*Provided text*
◇ ◇ ◇ ◇ ◇
ABC is an intervention for parents of young children who have experienced adversity that helps parents recognize their children’s problematic coping strategies and recognize their own problematic parenting behaviors, so that they can create a caregiving environment that promotes their children’s bio-behavioral regulation. The intervention takes place in 10 sessions that target key issues for traumatized children and is manualized, though the relationship between the clinician and the parent is crucial to the success of the treatment. This intervention is particularly useful for foster parents of infants of toddlers 1-3-years old, high risk birth parents of infants and toddlers, and parents adopting internationally.

Two main emphases of ABC intervention are that (1) some children reject their caregivers even though they need nurturance, and (2) parents can sometimes behave in ways that frighten children, often without realizing it. When traumatized children behave in rejecting ways, their parents must learn to re-interpret their signals so that they can respond to them with effective nurturance. Also, parents who have been traumatized or frightened as young children will sometimes display an angry or frightened face to their child or even “tune out” (“dissociate”) in a way that may frighten a child. Parents with troubled past histories may also misinterpret their children’s expressions of distress and fail to respond in a comforting way. This intervention teaches parents to recognize patterns such as these in their own behavior and in that of their children so that they can learn optimal patterns of parenting behavior. These optimal behaviors include following the child’s lead with delight, attending to the child’s signals, supporting the child’s agency, and the importance of touch.

An interesting feature of this intervention is that of encouraging the parent to provide nurturance even if it doesn’t come naturally – “fake it until you make it”, as I say. We know that practicing a behavior can build new neural circuits in the brain, and ABC attempts to override the parents’ own problematic tendencies by building good nurturing behaviors that are practiced and reinforced in the relationship with the clinician. In this intervention, the parent’s problematic past is directly addressed as it is currently represented in the parent’s behavior towards her child.
◇ ◇ ◇ ◇ ◇
*Information*

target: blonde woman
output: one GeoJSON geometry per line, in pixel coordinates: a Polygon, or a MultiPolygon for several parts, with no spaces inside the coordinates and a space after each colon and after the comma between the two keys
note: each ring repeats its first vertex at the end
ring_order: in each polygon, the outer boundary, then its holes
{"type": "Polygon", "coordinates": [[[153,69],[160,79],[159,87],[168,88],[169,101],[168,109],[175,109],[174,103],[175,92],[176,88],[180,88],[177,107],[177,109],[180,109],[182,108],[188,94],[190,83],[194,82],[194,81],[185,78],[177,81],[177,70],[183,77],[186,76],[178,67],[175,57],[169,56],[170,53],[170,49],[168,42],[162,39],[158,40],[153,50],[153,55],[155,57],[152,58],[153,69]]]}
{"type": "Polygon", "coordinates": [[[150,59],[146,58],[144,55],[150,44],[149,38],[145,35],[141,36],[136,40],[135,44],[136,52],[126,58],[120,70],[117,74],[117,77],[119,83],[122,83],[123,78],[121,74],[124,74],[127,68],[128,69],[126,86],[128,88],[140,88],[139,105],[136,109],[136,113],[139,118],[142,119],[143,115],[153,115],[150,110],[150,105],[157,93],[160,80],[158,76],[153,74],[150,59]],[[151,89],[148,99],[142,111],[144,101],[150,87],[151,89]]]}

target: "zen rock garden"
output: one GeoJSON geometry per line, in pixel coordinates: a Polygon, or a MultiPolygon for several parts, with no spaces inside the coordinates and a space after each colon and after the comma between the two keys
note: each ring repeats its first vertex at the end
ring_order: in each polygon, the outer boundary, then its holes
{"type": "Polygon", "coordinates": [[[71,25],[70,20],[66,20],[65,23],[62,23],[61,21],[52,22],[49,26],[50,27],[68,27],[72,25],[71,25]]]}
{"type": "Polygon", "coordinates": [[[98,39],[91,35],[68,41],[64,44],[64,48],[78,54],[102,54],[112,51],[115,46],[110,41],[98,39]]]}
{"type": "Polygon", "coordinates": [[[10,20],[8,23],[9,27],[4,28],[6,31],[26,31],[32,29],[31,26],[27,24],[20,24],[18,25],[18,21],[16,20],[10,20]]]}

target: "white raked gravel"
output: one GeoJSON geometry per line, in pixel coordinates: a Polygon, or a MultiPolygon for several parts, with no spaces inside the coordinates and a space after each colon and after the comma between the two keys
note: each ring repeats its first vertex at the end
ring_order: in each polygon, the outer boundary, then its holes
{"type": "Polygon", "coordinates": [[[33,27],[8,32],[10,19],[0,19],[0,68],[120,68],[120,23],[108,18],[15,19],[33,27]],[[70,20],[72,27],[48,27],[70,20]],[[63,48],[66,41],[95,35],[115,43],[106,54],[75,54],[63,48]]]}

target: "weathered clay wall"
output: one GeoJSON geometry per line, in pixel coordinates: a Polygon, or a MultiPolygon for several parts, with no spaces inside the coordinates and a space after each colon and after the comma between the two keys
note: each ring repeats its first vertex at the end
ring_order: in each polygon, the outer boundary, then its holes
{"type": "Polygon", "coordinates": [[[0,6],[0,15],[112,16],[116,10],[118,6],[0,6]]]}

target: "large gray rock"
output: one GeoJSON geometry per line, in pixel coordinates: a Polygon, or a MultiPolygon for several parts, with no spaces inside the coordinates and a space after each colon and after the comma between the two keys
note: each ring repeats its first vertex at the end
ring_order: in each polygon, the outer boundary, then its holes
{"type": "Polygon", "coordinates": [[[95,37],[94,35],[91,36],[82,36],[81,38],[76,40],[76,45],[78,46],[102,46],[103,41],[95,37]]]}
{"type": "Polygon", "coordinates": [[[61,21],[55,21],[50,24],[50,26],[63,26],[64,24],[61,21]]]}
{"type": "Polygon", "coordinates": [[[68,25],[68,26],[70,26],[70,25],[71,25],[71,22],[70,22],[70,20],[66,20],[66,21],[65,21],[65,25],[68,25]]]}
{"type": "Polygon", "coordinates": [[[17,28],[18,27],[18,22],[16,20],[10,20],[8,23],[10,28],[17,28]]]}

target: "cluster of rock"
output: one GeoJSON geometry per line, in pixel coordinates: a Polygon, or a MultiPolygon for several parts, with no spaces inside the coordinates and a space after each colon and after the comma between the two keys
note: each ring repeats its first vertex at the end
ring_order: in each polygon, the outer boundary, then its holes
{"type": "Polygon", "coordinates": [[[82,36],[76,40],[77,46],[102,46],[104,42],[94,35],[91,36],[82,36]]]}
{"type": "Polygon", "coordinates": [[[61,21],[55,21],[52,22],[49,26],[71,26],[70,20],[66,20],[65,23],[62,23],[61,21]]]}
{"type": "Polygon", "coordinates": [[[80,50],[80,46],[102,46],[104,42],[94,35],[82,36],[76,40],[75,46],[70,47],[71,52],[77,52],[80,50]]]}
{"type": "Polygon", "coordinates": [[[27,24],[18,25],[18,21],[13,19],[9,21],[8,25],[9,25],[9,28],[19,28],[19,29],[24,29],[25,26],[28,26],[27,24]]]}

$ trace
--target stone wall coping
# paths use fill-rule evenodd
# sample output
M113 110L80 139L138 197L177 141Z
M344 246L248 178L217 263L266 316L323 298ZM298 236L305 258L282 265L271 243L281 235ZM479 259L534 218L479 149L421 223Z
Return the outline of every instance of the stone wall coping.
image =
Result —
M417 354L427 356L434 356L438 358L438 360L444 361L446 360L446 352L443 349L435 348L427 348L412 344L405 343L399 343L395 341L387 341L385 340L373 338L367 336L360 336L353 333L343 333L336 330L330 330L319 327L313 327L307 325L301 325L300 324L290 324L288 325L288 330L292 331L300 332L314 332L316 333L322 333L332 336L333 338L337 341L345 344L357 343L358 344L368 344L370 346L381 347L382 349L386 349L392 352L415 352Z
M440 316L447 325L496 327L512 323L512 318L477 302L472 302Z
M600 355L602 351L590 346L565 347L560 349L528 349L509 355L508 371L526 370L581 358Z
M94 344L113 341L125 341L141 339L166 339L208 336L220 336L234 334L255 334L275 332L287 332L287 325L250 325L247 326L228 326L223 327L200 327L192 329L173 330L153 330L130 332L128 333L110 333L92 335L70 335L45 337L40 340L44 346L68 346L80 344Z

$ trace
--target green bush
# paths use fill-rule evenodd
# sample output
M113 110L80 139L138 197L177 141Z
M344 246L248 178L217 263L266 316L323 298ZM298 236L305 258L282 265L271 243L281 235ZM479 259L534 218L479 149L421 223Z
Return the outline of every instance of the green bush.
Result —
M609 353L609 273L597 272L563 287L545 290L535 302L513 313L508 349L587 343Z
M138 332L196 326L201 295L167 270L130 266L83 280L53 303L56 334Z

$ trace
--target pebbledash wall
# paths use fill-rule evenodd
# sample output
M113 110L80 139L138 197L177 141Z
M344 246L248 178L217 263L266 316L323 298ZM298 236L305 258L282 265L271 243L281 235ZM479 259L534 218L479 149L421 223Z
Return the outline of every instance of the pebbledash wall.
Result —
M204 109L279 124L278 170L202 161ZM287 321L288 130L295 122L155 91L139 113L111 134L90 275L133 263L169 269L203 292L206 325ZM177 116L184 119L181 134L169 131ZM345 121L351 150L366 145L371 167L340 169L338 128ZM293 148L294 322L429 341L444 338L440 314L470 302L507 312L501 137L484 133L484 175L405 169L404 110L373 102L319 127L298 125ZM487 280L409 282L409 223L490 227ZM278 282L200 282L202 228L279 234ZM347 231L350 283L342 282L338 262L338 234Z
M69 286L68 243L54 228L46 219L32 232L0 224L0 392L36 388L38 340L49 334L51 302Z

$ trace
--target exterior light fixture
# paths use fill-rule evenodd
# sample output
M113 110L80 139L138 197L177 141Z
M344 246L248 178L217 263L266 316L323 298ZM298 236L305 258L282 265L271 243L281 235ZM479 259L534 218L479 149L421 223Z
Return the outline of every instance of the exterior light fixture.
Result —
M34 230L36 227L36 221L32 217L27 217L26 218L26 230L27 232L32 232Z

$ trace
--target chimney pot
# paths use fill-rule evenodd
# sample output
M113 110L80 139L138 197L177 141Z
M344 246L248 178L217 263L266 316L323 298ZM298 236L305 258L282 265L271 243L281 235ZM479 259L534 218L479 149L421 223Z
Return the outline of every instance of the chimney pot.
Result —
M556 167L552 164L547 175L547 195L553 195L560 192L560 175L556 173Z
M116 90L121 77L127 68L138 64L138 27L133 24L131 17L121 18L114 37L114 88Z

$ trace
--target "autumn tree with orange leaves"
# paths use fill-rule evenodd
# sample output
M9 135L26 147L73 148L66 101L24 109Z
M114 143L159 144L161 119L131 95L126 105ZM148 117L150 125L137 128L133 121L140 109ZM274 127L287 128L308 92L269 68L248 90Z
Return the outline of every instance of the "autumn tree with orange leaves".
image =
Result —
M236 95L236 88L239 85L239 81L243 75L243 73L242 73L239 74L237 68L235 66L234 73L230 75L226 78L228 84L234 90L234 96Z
◇ ◇ ◇ ◇ ◇
*Task item*
Copy out the whole passage on the ABC parenting intervention above, word for word.

*The completed task*
ABC is an intervention for parents of young children who have experienced adversity that helps parents recognize their children’s problematic coping strategies and recognize their own problematic parenting behaviors, so that they can create a caregiving environment that promotes their children’s bio-behavioral regulation. The intervention takes place in 10 sessions that target key issues for traumatized children and is manualized, though the relationship between the clinician and the parent is crucial to the success of the treatment. This intervention is particularly useful for foster parents of infants of toddlers 1-3-years old, high risk birth parents of infants and toddlers, and parents adopting internationally.

Two main emphases of ABC intervention are that (1) some children reject their caregivers even though they need nurturance, and (2) parents can sometimes behave in ways that frighten children, often without realizing it. When traumatized children behave in rejecting ways, their parents must learn to re-interpret their signals so that they can respond to them with effective nurturance. Also, parents who have been traumatized or frightened as young children will sometimes display an angry or frightened face to their child or even “tune out” (“dissociate”) in a way that may frighten a child. Parents with troubled past histories may also misinterpret their children’s expressions of distress and fail to respond in a comforting way. This intervention teaches parents to recognize patterns such as these in their own behavior and in that of their children so that they can learn optimal patterns of parenting behavior. These optimal behaviors include following the child’s lead with delight, attending to the child’s signals, supporting the child’s agency, and the importance of touch.

An interesting feature of this intervention is that of encouraging the parent to provide nurturance even if it doesn’t come naturally – “fake it until you make it”, as I say. We know that practicing a behavior can build new neural circuits in the brain, and ABC attempts to override the parents’ own problematic tendencies by building good nurturing behaviors that are practiced and reinforced in the relationship with the clinician. In this intervention, the parent’s problematic past is directly addressed as it is currently represented in the parent’s behavior towards her child.